# Work to do:
1. Copy everything in the passage on page breaking from "When generating print" down to "content and repaginate.".
2. Rewrite the records from the line containing "the stone building" down to the end of the records, replacing "keypoint" with "marker" and leaving the rest unchanged. Return only those lines.

# Passage given:
________________
Page breaking

When generating print output, you may find that some pages break in awkward places in your text flow. Because DocBook XSL is a batch processing system, you can't just visually adjust page breaks by adding blank lines in your file as you can with a word processor. Even if you were to insert empty paragraphs to add space, those empty lines might be out of place if you edit your content and repaginate.

The DocBook DTD does not contain any elements or attributes that control page breaking. Most people mistakenly assume the pagebreak element would create a page break. But it was created to record where there was a page break in a legacy document before it was converted to DocBook XML, and it does not generate a page break.

The DocBook XSL stylesheet tries hard to prevent bad page breaks in print output. It assigns keep-together properties to some output blocks, which prevents insertion of a page break within the block. For example, a table with this property will be pushed to the next page if the whole table doesn't fit at the bottom of a page. For other blocks the stylesheet adds a keep-with-next property to keep the block with the following block. This is useful for section titles so they don't appear at the bottom of a page with nothing after them.


The current version of FOP (0.20.5) does not support these keep properties except in table rows.

Automatic page breaking is great when it works, but it doesn't always produce aestheically pleasing pages. There are times when the author needs to assist the formatter in page breaking. Since page breaking applies only to print output, the stylesheet supports several dbfo processing instructions to let the author provide help in page breaking.

Keep-together processing instruction

The dbfo keep-together processing instruction can be used with tables, examples, figures, and equations (and their informal versions too). By default, each of those elements is automatically kept together, by means of the following attribute in the attribute-set in fo/param.xsl:

<xsl:attribute-set name="">
   <xsl:attribute name="keep-together.within-column">always</xsl:attribute>

For more information on attribute sets, see the section “Attribute sets”. The full name of this XSL-FO property is keep-together.within-column. The within-column part means the block will be kept together across column breaks in a multi-column page, as well as across page breaks. The value of always means to always keep the block together. If it were set to auto instead, then breaks would be permitted.

If you don't change the attribute set, then none of your tables, examples, figures, or equations will be broken across page boundaries. That's good, except when you don't want that behavior. Consider a long table that starts fairly high on the page. If the whole table doesn't fit on the page, then it breaks the page and leaves a lot of blank space behind. In such cases it would be better to start the table on the current page, and permit it to break and continue on the next page. But you don't want to change the attribute-set, because that would change it for all tables, including short ones that should be kept together.
________________
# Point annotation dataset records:
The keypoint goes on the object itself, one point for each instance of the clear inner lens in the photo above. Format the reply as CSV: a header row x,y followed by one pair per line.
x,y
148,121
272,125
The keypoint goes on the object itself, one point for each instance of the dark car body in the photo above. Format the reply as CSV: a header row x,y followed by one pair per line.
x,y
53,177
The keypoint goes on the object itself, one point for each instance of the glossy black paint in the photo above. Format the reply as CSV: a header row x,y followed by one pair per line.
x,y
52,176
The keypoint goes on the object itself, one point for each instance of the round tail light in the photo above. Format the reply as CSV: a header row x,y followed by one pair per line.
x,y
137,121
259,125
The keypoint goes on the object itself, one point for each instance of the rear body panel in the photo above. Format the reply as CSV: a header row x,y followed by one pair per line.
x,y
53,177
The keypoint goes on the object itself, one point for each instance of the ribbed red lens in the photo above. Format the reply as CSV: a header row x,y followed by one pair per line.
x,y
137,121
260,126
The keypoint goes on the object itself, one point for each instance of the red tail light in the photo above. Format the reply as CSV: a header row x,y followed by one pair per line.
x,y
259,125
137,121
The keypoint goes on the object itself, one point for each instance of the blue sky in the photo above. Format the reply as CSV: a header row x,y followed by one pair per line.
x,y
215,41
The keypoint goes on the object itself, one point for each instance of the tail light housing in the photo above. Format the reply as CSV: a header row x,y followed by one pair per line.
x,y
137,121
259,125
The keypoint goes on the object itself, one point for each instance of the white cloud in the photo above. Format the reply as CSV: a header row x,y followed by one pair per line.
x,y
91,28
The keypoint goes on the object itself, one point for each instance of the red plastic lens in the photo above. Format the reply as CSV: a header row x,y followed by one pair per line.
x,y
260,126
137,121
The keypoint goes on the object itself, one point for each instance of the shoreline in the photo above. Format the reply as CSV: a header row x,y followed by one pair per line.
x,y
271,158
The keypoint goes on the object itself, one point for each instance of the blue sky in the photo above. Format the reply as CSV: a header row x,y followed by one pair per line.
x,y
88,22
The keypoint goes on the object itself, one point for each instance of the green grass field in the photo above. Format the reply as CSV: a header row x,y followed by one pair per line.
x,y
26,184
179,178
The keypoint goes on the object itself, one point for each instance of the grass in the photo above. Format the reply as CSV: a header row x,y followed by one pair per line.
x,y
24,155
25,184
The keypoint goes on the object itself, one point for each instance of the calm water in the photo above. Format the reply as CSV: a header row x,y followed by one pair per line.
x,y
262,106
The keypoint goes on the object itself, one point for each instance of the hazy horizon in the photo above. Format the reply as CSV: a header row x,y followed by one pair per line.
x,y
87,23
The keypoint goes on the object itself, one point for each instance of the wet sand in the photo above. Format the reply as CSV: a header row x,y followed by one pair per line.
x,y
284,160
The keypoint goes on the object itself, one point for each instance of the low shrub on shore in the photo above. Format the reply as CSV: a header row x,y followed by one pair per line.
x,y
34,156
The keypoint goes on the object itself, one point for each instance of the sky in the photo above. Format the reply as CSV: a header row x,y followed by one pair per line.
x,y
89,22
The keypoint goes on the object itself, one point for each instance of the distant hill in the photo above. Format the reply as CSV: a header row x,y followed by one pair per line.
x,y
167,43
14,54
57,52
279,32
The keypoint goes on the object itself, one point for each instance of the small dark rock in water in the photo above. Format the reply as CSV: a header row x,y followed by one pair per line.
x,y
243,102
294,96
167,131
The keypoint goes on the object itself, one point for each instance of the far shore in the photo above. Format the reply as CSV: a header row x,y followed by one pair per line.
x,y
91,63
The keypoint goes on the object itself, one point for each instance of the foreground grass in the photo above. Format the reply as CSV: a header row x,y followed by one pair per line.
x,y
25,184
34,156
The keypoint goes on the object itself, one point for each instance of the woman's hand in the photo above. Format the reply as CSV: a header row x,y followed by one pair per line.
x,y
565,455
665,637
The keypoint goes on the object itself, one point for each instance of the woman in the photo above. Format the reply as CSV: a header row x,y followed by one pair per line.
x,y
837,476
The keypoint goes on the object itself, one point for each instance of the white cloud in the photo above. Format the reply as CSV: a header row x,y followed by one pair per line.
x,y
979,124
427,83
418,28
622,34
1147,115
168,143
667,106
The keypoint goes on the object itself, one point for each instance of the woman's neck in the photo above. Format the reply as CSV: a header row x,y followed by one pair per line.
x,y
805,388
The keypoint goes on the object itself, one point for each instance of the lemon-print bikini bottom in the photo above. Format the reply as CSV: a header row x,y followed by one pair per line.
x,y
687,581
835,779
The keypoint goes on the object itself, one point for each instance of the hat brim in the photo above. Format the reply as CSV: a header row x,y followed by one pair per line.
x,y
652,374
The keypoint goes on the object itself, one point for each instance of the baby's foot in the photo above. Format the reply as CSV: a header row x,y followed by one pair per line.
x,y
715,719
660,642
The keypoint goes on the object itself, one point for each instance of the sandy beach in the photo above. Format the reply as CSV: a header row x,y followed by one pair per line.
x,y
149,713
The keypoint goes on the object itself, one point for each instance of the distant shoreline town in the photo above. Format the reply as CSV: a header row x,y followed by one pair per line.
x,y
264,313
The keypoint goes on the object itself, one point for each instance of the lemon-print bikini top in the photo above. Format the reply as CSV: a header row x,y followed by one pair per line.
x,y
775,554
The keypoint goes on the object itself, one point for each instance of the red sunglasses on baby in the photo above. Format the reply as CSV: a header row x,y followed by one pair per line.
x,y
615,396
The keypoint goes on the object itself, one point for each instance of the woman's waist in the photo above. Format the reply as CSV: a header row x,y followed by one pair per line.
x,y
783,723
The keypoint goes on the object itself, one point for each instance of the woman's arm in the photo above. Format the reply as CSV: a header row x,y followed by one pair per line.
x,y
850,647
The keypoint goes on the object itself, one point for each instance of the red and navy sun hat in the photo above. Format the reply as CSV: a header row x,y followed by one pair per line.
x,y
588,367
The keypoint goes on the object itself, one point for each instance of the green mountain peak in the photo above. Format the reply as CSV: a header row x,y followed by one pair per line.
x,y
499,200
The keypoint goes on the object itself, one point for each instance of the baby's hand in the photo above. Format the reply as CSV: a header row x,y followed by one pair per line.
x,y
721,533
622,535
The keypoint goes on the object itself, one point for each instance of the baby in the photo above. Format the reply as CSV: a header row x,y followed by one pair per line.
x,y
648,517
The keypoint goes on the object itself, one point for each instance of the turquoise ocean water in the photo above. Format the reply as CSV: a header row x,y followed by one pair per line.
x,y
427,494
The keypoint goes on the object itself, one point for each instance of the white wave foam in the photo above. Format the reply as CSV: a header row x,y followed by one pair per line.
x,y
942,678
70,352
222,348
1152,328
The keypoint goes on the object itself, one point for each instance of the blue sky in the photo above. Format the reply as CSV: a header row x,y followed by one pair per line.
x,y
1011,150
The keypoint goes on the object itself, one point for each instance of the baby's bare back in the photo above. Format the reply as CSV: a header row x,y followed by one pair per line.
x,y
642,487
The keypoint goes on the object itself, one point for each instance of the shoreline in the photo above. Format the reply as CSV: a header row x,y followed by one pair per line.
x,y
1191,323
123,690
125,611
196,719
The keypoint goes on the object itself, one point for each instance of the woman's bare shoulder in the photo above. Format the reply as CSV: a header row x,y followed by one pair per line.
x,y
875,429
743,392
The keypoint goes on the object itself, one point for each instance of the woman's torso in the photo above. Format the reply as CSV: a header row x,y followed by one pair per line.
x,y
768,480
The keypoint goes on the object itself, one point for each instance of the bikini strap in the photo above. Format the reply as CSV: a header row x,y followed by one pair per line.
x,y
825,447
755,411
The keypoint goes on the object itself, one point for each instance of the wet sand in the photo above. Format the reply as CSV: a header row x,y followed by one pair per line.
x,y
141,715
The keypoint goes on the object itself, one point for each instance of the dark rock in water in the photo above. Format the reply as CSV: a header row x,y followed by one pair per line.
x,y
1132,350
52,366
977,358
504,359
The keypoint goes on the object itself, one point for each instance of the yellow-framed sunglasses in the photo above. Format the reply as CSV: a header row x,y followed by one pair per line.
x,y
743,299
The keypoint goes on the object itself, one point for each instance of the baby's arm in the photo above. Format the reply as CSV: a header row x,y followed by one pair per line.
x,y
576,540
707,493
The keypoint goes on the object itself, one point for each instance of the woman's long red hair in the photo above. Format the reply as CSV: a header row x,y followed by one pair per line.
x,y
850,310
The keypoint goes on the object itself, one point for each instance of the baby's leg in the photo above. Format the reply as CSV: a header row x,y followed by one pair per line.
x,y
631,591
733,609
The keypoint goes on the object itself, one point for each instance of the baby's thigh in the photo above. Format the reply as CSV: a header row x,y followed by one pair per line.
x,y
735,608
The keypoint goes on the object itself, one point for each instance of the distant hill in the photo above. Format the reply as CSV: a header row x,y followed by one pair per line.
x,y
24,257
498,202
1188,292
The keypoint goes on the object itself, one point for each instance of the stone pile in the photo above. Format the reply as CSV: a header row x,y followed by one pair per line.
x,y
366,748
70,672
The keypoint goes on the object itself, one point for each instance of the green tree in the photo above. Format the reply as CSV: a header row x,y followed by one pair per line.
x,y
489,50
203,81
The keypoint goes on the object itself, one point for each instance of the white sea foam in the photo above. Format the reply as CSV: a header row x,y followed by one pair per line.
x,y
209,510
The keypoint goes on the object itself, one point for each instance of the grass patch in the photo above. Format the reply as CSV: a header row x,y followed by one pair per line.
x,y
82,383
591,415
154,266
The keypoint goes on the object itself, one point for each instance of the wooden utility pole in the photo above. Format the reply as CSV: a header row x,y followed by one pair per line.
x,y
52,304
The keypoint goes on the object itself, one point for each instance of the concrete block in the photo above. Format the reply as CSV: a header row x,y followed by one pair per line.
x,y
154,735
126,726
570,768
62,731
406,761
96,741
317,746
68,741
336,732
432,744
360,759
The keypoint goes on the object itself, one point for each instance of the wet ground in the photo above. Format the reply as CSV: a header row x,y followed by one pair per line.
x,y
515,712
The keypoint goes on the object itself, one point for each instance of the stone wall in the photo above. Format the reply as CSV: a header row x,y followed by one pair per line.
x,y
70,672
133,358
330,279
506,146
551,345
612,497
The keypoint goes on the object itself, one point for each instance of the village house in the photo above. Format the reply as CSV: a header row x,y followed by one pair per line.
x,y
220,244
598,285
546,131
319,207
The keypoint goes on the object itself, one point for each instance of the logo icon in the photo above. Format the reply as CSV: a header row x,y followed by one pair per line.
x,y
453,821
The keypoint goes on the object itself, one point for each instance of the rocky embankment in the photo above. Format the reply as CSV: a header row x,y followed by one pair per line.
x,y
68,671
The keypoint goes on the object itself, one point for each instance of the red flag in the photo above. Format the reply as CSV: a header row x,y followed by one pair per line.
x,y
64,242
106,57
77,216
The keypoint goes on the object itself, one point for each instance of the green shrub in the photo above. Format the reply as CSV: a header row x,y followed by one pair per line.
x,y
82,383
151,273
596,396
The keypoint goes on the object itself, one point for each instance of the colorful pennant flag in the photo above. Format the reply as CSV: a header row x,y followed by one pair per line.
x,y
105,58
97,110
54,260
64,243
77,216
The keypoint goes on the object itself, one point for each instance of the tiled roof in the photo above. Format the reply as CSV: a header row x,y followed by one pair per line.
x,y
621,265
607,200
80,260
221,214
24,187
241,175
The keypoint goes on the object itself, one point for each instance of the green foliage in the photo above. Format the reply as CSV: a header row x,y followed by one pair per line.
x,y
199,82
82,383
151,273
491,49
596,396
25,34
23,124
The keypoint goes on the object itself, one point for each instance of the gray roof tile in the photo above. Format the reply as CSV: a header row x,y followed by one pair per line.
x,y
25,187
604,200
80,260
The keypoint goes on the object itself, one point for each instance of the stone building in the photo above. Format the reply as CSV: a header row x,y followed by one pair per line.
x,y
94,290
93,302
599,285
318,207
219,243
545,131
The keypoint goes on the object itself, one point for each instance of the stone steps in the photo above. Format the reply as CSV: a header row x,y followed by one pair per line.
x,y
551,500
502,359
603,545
________________
# Responses per task:
1.
When generating print output, you may find that some pages break in awkward places in your text flow. Because DocBook XSL is a batch processing system, you can't just visually adjust page breaks by adding blank lines in your file as you can with a word processor. Even if you were to insert empty paragraphs to add space, those empty lines might be out of place if you edit your content and repaginate.

2.
The marker goes on the object itself, one point for each instance of the stone building in the photo above. Format the reply as CSV: a header row x,y followed by one pair per line.
x,y
94,290
93,302
599,285
318,207
219,243
545,131
The marker goes on the object itself, one point for each instance of the stone steps in the photo above. Format the reply as CSV: a header row x,y followed by one pair per line.
x,y
551,500
502,359
603,545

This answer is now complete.